Exercise prompt
Could you work out how many lines in the material below hold the word "stove"? Give only the number in reply.

Data for review
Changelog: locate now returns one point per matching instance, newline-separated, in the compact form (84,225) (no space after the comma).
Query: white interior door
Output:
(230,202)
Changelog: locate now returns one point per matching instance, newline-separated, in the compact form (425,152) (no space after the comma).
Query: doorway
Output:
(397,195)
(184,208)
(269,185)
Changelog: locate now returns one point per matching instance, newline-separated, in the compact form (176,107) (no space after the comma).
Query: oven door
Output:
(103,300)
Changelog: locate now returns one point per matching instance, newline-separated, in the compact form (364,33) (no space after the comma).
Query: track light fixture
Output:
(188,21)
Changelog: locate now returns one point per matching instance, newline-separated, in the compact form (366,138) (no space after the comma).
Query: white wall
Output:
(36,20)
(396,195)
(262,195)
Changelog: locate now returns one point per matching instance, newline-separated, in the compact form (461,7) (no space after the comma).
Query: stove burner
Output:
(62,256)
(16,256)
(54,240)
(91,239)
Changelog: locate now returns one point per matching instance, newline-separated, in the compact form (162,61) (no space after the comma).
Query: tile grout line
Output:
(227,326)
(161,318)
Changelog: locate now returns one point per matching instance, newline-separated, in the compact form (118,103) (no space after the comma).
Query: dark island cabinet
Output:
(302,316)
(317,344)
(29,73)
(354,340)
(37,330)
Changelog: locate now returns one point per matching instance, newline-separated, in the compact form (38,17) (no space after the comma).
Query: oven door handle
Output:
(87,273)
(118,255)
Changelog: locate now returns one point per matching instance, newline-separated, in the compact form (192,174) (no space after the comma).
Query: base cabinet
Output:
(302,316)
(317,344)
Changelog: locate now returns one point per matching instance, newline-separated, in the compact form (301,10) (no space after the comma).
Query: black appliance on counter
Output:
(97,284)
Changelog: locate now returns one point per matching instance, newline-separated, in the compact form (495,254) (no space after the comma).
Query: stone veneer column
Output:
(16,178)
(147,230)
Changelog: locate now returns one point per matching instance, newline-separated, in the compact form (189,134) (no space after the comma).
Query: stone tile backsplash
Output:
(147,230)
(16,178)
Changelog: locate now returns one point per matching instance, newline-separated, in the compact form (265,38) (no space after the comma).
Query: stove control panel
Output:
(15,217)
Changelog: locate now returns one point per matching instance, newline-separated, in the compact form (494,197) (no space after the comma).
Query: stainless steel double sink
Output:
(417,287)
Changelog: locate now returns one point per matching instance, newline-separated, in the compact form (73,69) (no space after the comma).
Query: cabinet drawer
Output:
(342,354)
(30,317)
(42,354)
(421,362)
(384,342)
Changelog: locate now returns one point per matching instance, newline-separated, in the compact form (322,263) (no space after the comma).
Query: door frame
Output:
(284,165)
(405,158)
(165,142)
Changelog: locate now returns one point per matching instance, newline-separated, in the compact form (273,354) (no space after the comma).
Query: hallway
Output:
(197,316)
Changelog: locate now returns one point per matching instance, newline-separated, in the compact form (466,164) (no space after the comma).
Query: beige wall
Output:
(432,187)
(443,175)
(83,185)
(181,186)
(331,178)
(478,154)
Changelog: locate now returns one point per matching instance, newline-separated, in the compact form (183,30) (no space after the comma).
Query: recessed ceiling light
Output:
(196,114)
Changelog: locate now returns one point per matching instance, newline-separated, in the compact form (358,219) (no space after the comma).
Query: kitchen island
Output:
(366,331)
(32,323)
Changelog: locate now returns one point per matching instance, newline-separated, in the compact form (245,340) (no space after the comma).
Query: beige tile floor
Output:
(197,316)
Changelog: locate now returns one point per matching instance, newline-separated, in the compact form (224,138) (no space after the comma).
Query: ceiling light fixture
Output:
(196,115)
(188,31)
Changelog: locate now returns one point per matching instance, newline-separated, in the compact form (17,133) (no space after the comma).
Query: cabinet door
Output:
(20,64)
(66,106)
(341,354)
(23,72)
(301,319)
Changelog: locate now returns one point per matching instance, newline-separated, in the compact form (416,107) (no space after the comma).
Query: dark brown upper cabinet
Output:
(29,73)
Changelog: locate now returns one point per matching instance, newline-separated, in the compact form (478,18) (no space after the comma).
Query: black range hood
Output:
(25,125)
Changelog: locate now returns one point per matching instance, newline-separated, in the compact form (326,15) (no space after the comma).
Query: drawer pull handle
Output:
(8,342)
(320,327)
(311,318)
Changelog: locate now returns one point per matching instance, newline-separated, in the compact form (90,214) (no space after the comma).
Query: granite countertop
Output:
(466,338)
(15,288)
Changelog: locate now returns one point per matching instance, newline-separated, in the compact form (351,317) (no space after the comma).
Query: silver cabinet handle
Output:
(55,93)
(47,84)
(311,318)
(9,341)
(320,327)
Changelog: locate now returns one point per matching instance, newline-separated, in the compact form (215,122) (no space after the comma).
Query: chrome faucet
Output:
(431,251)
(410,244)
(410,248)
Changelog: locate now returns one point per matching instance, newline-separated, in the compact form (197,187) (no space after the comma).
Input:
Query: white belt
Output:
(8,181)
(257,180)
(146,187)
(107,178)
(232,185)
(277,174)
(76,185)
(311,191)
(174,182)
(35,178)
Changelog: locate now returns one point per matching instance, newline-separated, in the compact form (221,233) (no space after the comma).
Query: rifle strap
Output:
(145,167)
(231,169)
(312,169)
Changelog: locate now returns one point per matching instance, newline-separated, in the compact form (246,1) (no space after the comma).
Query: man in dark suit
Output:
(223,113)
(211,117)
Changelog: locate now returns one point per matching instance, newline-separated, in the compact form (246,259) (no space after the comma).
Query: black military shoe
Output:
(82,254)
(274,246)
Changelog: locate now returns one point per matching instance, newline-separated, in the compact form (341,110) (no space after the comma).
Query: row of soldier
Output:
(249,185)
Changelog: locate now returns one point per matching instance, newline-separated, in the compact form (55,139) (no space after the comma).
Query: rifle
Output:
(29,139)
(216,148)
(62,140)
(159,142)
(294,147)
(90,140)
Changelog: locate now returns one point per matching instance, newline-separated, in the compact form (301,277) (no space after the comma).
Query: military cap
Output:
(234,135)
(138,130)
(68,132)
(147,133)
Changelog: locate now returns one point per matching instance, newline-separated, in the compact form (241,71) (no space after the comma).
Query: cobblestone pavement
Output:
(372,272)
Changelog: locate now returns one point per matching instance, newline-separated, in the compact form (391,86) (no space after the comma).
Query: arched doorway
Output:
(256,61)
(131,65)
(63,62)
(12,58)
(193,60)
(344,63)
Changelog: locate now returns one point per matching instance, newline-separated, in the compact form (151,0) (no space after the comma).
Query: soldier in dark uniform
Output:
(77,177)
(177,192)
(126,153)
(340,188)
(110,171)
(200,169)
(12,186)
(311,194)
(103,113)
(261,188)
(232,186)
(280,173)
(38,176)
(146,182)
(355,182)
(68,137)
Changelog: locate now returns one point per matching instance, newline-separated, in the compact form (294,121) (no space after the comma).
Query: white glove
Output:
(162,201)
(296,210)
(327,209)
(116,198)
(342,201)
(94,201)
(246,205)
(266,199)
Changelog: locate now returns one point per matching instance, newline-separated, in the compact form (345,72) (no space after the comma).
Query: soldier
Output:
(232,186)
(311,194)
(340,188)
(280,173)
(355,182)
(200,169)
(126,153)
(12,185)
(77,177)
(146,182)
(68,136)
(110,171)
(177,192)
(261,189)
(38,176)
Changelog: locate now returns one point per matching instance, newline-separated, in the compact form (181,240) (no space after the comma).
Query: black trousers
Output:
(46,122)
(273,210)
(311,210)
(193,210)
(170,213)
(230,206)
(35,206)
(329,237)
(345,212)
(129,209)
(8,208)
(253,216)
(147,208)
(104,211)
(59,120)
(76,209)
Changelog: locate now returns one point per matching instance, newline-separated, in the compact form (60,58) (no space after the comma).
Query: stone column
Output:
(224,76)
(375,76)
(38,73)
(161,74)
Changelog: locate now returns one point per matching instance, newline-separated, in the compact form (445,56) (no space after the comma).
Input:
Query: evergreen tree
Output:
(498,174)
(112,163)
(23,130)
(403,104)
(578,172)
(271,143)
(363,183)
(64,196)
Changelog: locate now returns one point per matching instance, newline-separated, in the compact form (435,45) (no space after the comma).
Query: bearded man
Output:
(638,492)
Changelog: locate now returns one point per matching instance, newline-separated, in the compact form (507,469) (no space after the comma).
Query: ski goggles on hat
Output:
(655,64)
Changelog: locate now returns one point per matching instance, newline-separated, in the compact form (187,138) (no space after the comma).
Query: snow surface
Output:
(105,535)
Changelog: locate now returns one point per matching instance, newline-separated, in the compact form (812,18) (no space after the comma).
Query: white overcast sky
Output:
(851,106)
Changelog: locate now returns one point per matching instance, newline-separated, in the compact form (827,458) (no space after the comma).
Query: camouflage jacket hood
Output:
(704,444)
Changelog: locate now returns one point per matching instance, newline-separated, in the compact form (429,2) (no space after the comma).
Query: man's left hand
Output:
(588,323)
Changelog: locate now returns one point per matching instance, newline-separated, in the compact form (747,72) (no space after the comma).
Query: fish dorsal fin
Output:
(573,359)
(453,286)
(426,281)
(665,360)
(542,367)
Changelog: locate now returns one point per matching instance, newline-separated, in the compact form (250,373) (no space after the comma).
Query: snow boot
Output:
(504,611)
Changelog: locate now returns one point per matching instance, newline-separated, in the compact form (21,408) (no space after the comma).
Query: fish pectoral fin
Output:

Output of the exercise
2